(Dataset items)

+ + + + + + +

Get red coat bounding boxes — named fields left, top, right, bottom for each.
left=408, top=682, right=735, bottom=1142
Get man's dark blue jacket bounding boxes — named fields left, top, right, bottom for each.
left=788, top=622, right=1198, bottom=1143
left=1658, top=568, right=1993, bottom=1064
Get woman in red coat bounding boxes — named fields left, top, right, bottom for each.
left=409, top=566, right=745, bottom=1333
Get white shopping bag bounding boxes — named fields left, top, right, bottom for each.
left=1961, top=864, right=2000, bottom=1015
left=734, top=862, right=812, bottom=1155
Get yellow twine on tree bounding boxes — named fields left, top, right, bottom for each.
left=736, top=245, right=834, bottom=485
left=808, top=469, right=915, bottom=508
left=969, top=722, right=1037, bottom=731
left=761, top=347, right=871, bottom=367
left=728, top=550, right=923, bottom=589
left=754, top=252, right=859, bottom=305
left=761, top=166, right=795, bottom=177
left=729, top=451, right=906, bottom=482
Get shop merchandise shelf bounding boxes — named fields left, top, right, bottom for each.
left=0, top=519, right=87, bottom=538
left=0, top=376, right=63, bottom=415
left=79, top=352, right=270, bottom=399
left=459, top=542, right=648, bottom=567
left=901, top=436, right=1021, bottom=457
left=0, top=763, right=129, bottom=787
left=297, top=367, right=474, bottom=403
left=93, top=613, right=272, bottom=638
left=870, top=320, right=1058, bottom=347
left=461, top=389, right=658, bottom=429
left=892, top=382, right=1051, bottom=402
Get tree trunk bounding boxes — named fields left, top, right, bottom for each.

+ + + + + + +

__WORK REQUEST__:
Print the records above exactly as they appear.

__TASK ANSWER__:
Get red coat bounding boxes — named fields left, top, right, bottom for each.
left=408, top=682, right=735, bottom=1142
Get man's dark blue jacket bounding boxes — named fields left, top, right, bottom for each.
left=788, top=622, right=1198, bottom=1143
left=1658, top=568, right=1993, bottom=1064
Get woman in red coat bounding boxes — named fields left, top, right, bottom for each.
left=409, top=566, right=745, bottom=1333
Get white shopping bag bounding boxes — named fields left, top, right, bottom for each.
left=1961, top=864, right=2000, bottom=1015
left=734, top=862, right=812, bottom=1155
Get yellow twine on tree bounding boxes — named fields left, top, right, bottom for each.
left=736, top=245, right=834, bottom=485
left=808, top=469, right=915, bottom=508
left=969, top=722, right=1037, bottom=731
left=761, top=347, right=871, bottom=367
left=728, top=550, right=923, bottom=589
left=754, top=252, right=859, bottom=305
left=761, top=166, right=795, bottom=177
left=729, top=451, right=906, bottom=482
Get shop merchandise shelf bounding boxes — named fields left, top, right, bottom for each.
left=0, top=519, right=87, bottom=538
left=0, top=376, right=63, bottom=415
left=79, top=352, right=270, bottom=399
left=459, top=542, right=648, bottom=567
left=901, top=436, right=1021, bottom=457
left=0, top=763, right=129, bottom=787
left=297, top=367, right=474, bottom=403
left=93, top=613, right=272, bottom=638
left=870, top=320, right=1058, bottom=347
left=461, top=389, right=658, bottom=429
left=892, top=382, right=1051, bottom=402
Get tree trunk bounding boxes — named fields left, top, right, bottom for each.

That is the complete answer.